> _Task statement_: Word for word, restate every entry shown below.

═══ Information shown

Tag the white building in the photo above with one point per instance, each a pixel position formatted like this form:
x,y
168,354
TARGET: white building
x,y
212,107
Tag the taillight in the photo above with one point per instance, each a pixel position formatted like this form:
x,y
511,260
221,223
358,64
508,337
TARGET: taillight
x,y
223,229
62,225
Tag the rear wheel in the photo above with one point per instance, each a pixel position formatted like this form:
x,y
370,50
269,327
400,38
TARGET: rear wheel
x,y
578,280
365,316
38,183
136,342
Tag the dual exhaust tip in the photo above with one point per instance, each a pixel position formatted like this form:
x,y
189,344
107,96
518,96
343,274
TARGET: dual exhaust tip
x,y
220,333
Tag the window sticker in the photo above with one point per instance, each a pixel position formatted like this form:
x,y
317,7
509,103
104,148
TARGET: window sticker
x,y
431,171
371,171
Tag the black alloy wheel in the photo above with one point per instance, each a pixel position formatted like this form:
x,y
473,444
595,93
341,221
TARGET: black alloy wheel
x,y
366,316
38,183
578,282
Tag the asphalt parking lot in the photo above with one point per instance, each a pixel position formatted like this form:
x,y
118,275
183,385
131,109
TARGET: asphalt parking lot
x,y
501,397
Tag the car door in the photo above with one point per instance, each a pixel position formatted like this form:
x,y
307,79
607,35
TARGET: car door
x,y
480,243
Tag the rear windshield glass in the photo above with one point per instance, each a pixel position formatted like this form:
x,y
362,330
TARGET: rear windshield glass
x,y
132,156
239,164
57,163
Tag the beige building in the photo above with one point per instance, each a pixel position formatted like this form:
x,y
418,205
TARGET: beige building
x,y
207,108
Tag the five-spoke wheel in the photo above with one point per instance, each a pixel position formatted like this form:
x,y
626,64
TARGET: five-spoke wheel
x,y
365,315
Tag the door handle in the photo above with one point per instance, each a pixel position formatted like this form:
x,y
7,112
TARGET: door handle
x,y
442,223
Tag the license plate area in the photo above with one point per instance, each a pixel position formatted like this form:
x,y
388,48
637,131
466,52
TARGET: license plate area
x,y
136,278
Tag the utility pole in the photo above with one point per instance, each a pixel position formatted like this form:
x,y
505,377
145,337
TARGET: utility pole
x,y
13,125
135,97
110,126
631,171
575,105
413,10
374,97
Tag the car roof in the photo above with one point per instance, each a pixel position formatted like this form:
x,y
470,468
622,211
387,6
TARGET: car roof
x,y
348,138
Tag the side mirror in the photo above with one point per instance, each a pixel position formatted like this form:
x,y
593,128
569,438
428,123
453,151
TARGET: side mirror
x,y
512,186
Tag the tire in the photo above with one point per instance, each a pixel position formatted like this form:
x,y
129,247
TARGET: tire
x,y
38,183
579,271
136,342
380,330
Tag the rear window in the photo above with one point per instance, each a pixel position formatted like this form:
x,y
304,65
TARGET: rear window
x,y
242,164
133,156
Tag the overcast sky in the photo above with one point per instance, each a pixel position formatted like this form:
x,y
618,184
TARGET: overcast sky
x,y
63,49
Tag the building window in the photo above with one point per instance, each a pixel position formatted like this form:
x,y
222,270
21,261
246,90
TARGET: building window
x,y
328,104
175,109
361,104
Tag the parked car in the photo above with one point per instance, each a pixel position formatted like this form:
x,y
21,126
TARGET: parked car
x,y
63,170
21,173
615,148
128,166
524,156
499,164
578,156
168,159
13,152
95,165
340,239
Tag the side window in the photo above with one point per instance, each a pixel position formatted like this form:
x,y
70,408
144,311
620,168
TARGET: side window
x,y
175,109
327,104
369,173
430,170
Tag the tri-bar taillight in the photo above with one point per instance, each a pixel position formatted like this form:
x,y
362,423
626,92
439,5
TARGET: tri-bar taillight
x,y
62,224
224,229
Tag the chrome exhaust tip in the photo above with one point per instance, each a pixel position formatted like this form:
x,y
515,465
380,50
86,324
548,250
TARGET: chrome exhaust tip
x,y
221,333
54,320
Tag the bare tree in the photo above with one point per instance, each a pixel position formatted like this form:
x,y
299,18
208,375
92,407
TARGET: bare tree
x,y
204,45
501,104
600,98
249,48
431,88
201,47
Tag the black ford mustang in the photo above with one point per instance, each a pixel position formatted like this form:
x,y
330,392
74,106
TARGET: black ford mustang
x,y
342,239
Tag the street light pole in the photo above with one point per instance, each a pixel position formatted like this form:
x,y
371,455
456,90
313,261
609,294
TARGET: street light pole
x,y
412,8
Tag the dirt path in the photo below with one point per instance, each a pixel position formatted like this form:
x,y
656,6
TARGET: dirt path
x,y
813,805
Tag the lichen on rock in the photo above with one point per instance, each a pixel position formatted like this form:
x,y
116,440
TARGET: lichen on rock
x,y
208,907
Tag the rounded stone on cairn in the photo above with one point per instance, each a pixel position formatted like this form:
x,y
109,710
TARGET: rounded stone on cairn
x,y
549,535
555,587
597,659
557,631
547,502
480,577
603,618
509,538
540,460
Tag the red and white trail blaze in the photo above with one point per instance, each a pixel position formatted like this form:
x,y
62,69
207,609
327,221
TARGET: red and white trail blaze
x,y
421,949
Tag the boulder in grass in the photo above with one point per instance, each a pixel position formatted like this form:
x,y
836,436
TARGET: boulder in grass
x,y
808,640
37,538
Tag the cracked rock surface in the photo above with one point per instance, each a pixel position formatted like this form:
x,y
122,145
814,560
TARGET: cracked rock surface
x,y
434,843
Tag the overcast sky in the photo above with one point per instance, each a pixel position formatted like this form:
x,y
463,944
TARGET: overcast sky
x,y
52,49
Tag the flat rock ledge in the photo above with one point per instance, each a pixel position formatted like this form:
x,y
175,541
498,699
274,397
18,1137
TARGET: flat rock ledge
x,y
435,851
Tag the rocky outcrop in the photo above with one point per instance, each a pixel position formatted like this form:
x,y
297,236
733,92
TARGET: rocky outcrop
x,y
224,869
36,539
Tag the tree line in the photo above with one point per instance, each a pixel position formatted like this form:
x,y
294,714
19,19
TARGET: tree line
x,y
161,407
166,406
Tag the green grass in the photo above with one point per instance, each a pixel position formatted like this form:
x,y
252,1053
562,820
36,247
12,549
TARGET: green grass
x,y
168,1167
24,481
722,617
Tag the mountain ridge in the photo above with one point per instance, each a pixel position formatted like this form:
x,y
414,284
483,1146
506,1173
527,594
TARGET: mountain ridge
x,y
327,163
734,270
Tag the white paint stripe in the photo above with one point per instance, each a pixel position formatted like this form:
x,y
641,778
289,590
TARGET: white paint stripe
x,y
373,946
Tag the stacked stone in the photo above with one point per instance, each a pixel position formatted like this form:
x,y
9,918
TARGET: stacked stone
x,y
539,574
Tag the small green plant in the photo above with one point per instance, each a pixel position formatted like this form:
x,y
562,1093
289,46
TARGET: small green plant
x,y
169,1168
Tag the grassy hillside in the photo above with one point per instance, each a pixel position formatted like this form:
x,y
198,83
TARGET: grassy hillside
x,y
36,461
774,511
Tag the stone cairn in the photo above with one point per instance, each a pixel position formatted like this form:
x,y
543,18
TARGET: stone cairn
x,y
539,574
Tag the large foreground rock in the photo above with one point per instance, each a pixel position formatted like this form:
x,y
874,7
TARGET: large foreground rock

══════

> _Problem solution_:
Tag the white building in the photo above with one point per instance, each a pixel position formatted like this form:
x,y
168,354
TARGET: white building
x,y
212,107
Tag the taillight in the photo above with one point per instance, each a pixel position formatted like this form:
x,y
511,260
221,223
358,64
508,337
TARGET: taillight
x,y
223,229
62,225
Tag the rear wheel in the photo above with one point per instance, each a pixel position formatted like this form:
x,y
370,50
269,327
400,38
TARGET: rear wheel
x,y
578,280
365,316
38,183
136,342
Tag the dual exhaust tip in the photo above with one point per instance, each a pixel position formatted like this form:
x,y
189,344
107,96
518,96
343,274
TARGET: dual exhaust tip
x,y
220,333
Tag the window sticker in the photo above with one point per instance, each a pixel position formatted like this form:
x,y
317,7
509,103
104,148
TARGET: window sticker
x,y
431,171
371,171
Tag the black alloy wheel in the photo above with one point per instance, each a pixel position formatted like this form:
x,y
473,444
595,93
341,221
TARGET: black alloy wheel
x,y
366,316
38,183
578,282
Tag the asphalt parking lot in the photo above with one point per instance, each a pixel position formatted like this form:
x,y
118,275
183,385
131,109
TARGET: asphalt parking lot
x,y
501,397
Tag the car door in the photo above with one point per instance, each a pixel position formatted like this form:
x,y
307,79
607,35
TARGET: car door
x,y
480,243
Tag the rear windshield glass in the photo above with one point per instance, each a pixel position formatted like this form:
x,y
362,330
TARGET: rear windshield glass
x,y
132,156
239,164
57,163
Tag the beige building in the photo above with one point per instance, each a pixel position formatted like this form:
x,y
418,205
TARGET: beige building
x,y
207,108
Tag the five-spoke wheel in the photo above with one point per instance, each a pixel position formatted like this form:
x,y
626,64
TARGET: five-spoke wheel
x,y
365,315
Tag the door handle in the photo above with one point per instance, each a pixel position formatted like this form:
x,y
7,112
TARGET: door handle
x,y
442,223
Tag the license plate area in the photo above with one point per instance, each a pixel position formatted like this form:
x,y
388,48
637,131
466,52
TARGET: license plate area
x,y
136,278
Tag the utility pole in the photo above with one point per instance, each a pixel position formatted like this form:
x,y
505,377
145,337
TARGET: utility pole
x,y
13,125
135,97
110,126
631,171
575,105
413,10
374,97
Tag the car roof in the photo above with one point per instance, each a pixel position formatted like this form:
x,y
470,468
622,211
387,6
TARGET: car roof
x,y
348,138
Tag the side mirror in the photo above with one point per instance, each a pixel position formatted like this form:
x,y
593,128
569,438
428,123
453,151
TARGET: side mirror
x,y
512,186
Tag the tire in the photo above with one point per instance, each a pixel position formatted like this form:
x,y
129,247
TARGET: tire
x,y
38,183
579,271
136,342
380,330
Tag the rear window in the photo above with one point per instance, each a pixel position formatted like this form:
x,y
304,65
TARGET: rear window
x,y
242,164
133,156
Tag the overcast sky in the photo above with one point per instance, each a pixel position formatted like this form:
x,y
618,184
TARGET: overcast sky
x,y
63,49
Tag the building window in the photo above with one point per instance, each a pixel position formatted like this form:
x,y
222,270
21,261
246,90
TARGET: building window
x,y
328,104
175,109
361,104
Tag the parked car in the photo above with one point per instance, each a pixel position formatted like this form:
x,y
21,126
TARGET: parked car
x,y
63,170
21,173
615,148
128,166
524,156
499,164
578,156
168,159
13,152
95,165
340,239
Tag the side window in the photo above with one point per instance, each a pixel position formatted like this form:
x,y
70,408
144,311
620,168
TARGET: side window
x,y
175,109
327,104
369,173
430,170
Tag the tri-bar taillight in the photo above with one point per instance, each a pixel position formatted like this form:
x,y
362,423
626,92
439,5
TARGET: tri-bar taillight
x,y
62,224
224,229
Tag the chrome exhaust tip in the photo above with one point per instance, each a pixel position formatted like this form:
x,y
515,465
380,50
86,324
548,250
TARGET: chrome exhaust tip
x,y
221,333
54,320
Tag the bare tree in the photo above with one point per instance, each a pixel position formatted like this form:
x,y
299,18
208,375
92,407
TARGET: bare tree
x,y
204,45
501,104
600,98
249,48
431,88
201,47
Tag the black ford mustang in the photo above with one point per instance, each a pixel position formatted like this form:
x,y
330,392
74,106
TARGET: black ford mustang
x,y
342,239
Tag the street light pole in the photo above with one point per instance, each a pixel position formatted like this form:
x,y
371,455
456,90
313,261
609,294
TARGET: street light pole
x,y
412,8
Tag the dirt path in the photo below with one point per instance, each a pixel position formatted like this form:
x,y
656,6
TARGET: dirt path
x,y
813,805
Tag the lichen on rock in the photo above with one point per instance, each a pixel position formatted like this form:
x,y
116,440
TARGET: lichen on rock
x,y
208,907
Tag the rounded stone on cairn in the photo above with one point per instance, each a pixel position formatted like this form:
x,y
109,710
TARGET: rounded stone on cairn
x,y
549,535
555,587
597,659
557,631
547,502
480,577
603,618
509,538
540,460
Tag the red and white trail blaze in the photo above with one point per instance, each a pixel position formatted like this form:
x,y
62,69
207,609
327,221
TARGET: red and white trail blaze
x,y
421,949
Tag the boulder in grass in the photo above with one point per instance, each a pixel position formatted like this form:
x,y
836,436
TARGET: boulder in grass
x,y
808,640
37,538
Tag the cracked rock surface in the photo above with one point per instance, each a pixel position formatted like this form:
x,y
122,145
814,560
TARGET: cracked rock surface
x,y
434,843
Tag the overcast sky in the photo above with one point per instance, each a pixel position formatted like this form:
x,y
463,944
TARGET: overcast sky
x,y
52,49
Tag the flat rock ledge in the photo above with one point per instance, each a pixel position formatted like this form:
x,y
175,541
498,699
274,397
18,1137
TARGET: flat rock ledge
x,y
435,851
Tag the rocky outcrop in the photo above with one point per instance, each a pixel position formatted like this form:
x,y
297,236
733,92
TARGET: rocky outcrop
x,y
224,869
36,539
Tag the tree line in the photo above with one point per instance, each a pixel position formatted like this form:
x,y
294,714
19,19
TARGET: tree line
x,y
161,407
166,406
Tag the green grass in the photo above with one point per instance, each a pixel position formatted like this form:
x,y
252,1053
562,820
36,247
12,549
TARGET: green grass
x,y
168,1167
24,481
722,617
Tag the mountain ridge in the photo above with one point per instance, each a pixel position formatted like this form:
x,y
414,284
483,1146
506,1173
527,594
TARGET: mountain ridge
x,y
327,163
734,270
Tag the white paint stripe in the photo above with one point per instance, each a pixel position formatted like this form:
x,y
641,778
289,590
TARGET: white paint stripe
x,y
373,946
Tag the stacked stone in the photo above with one point per instance, each a pixel position formatted like this form:
x,y
9,918
TARGET: stacked stone
x,y
539,574
Tag the small green plant in the photo above with one point per instance, each a pixel position formatted like this form:
x,y
562,1093
289,46
TARGET: small green plant
x,y
169,1168
Tag the grassy hillside in the photo above with one point per instance, each a pixel position formatted like this form:
x,y
198,83
TARGET: grassy hillside
x,y
36,461
774,511
Tag the stone cairn in the photo above with one point per instance, each a pixel position formatted like this form:
x,y
543,18
TARGET: stone cairn
x,y
539,574
Tag the large foreground rock in the photo above with one point per instance, each a pixel position formatted like this form:
x,y
874,7
TARGET: large foreground rock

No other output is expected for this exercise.